Saved entries ▸
——

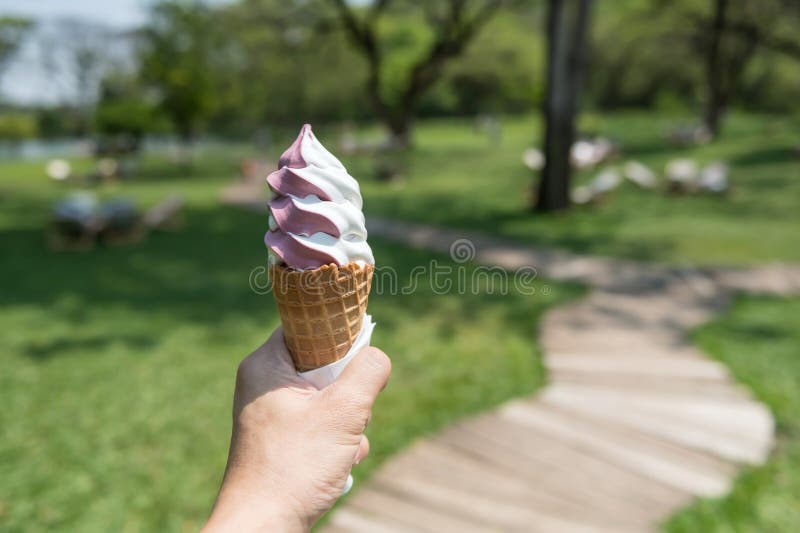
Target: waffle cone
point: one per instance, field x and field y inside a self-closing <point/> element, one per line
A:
<point x="321" y="310"/>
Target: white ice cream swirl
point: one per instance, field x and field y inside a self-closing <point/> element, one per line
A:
<point x="315" y="213"/>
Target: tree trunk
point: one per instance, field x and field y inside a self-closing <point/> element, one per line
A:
<point x="567" y="22"/>
<point x="716" y="97"/>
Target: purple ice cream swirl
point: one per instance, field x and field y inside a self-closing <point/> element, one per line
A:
<point x="315" y="211"/>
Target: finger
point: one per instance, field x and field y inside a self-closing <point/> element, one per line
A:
<point x="362" y="379"/>
<point x="363" y="449"/>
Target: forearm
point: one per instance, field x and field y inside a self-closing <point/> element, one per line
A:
<point x="237" y="510"/>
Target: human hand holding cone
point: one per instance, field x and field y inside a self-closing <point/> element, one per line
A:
<point x="320" y="263"/>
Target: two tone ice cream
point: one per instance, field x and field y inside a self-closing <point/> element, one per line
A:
<point x="315" y="212"/>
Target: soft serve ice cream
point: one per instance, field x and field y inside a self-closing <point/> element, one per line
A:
<point x="315" y="212"/>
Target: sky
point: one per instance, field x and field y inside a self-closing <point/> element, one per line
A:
<point x="118" y="13"/>
<point x="25" y="81"/>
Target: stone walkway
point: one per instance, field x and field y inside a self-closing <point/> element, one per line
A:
<point x="634" y="423"/>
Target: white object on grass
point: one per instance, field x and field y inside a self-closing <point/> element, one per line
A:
<point x="682" y="171"/>
<point x="533" y="158"/>
<point x="714" y="177"/>
<point x="58" y="169"/>
<point x="640" y="174"/>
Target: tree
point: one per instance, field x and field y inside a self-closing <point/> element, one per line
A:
<point x="735" y="33"/>
<point x="454" y="23"/>
<point x="12" y="33"/>
<point x="567" y="23"/>
<point x="178" y="62"/>
<point x="75" y="55"/>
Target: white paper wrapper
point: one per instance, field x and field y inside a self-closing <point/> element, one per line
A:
<point x="325" y="375"/>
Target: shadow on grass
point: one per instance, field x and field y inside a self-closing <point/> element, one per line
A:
<point x="65" y="345"/>
<point x="201" y="275"/>
<point x="769" y="155"/>
<point x="584" y="230"/>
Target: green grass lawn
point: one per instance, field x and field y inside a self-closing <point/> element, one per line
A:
<point x="759" y="340"/>
<point x="118" y="363"/>
<point x="460" y="179"/>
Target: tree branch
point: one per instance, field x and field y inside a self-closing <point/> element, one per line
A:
<point x="451" y="40"/>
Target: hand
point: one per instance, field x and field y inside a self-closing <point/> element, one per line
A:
<point x="292" y="446"/>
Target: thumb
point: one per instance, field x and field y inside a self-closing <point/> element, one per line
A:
<point x="362" y="379"/>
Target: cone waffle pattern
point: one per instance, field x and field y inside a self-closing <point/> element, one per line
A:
<point x="321" y="310"/>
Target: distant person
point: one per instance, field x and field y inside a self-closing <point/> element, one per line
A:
<point x="292" y="446"/>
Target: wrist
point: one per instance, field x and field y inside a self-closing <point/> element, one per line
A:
<point x="241" y="509"/>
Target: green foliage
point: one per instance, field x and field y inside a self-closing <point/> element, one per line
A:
<point x="178" y="61"/>
<point x="651" y="52"/>
<point x="486" y="187"/>
<point x="12" y="32"/>
<point x="758" y="341"/>
<point x="122" y="108"/>
<point x="284" y="63"/>
<point x="17" y="126"/>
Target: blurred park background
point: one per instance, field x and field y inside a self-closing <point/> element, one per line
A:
<point x="133" y="133"/>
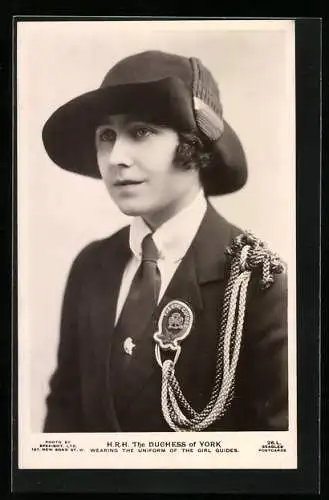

——

What you should do ▸
Change every occurrence of "Target" in the listing to "Label", keeping all other text the same, and reproduce all of the listing without the pictures.

Output of the exercise ▸
Label: waffle cone
point: one per instance, field x and field y inside a self-closing <point/> element, one per line
A:
<point x="321" y="310"/>
Label: white ice cream swirl
point: one per instance, field x and field y inside a self-closing <point/> element, one per line
A:
<point x="315" y="213"/>
Label: tree trunk
point: one per instance, field x and field y inside a self-closing <point/> element, one per line
A:
<point x="567" y="22"/>
<point x="716" y="97"/>
Label: purple ice cream swirl
point: one per instance, field x and field y inside a self-closing <point/> element, one per line
A:
<point x="315" y="211"/>
Label: finger
point: one per instance, field x and field y inside a self-closing <point/> element, one per line
A:
<point x="362" y="379"/>
<point x="363" y="449"/>
Label: forearm
point: one per instance, field x and field y inside a self-closing <point/> element, one per line
A:
<point x="237" y="510"/>
Label: human hand holding cone
point: one per instance, field x and field y inside a self-closing <point/> element, one per line
A:
<point x="320" y="263"/>
Label: two tone ice cream
point: one per instance, field x and field y inside a self-closing <point/> element, one per line
A:
<point x="315" y="212"/>
Label: soft serve ice cream
point: one per instance, field x and field y inside a self-closing <point/> element, one per line
A:
<point x="315" y="212"/>
Label: sky
point: one per instance, field x and field y inside a self-closing <point/> element, one per line
A:
<point x="118" y="13"/>
<point x="25" y="81"/>
Label: stone walkway
point: one per instance, field x and field y inside a self-closing <point/> element, one per line
A:
<point x="634" y="423"/>
Label: white object on grass
point: one per instance, field x and field y inside a self-closing <point/> element, one per line
A:
<point x="682" y="171"/>
<point x="533" y="158"/>
<point x="714" y="177"/>
<point x="58" y="169"/>
<point x="640" y="174"/>
Label: tree
point: one per instance, field x and field y inside a self-closing <point/> element, one per line
A:
<point x="735" y="33"/>
<point x="454" y="23"/>
<point x="12" y="33"/>
<point x="567" y="23"/>
<point x="178" y="62"/>
<point x="75" y="55"/>
Label: white paper wrapper
point: one per instance, field x and field y inside a self-closing <point/> element, one per line
A:
<point x="325" y="375"/>
Label: shadow on grass
point: one per instance, field x and field y inside a self-closing <point/> element, one per line
A:
<point x="65" y="345"/>
<point x="201" y="275"/>
<point x="769" y="155"/>
<point x="584" y="230"/>
Label: green grass lawn
point: one per instance, field x and field y inside a self-closing <point/> element, one per line
A:
<point x="759" y="340"/>
<point x="118" y="363"/>
<point x="460" y="179"/>
Label: tree branch
point: one per instance, field x and field y inside a self-closing <point/> element, one per line
A:
<point x="451" y="40"/>
Label: hand
point: one per instance, field x and field y inside a self-closing <point/> element, one per line
A:
<point x="292" y="446"/>
Label: thumb
point: one per instance, field x and field y inside a self-closing <point/> element, one per line
A:
<point x="362" y="379"/>
Label: cone waffle pattern
point: one per instance, field x and field y inside a self-closing <point/> element, one per line
A:
<point x="321" y="310"/>
Label: distant person
point: one per instance, field x and field y inside a self-closing <point/> element, one per line
A:
<point x="292" y="446"/>
Label: wrist
point: one per instance, field x and field y inside a self-closing <point/> element, one per line
A:
<point x="241" y="509"/>
Label: green foliage
point: one per instance, field x and field y inside a self-closing <point/> element, one per line
A:
<point x="178" y="61"/>
<point x="651" y="52"/>
<point x="486" y="187"/>
<point x="12" y="32"/>
<point x="758" y="341"/>
<point x="122" y="108"/>
<point x="284" y="63"/>
<point x="17" y="126"/>
Label: blurred park background
point: one per instance, field x and field y inside a self-closing <point/> element, one per line
A:
<point x="133" y="133"/>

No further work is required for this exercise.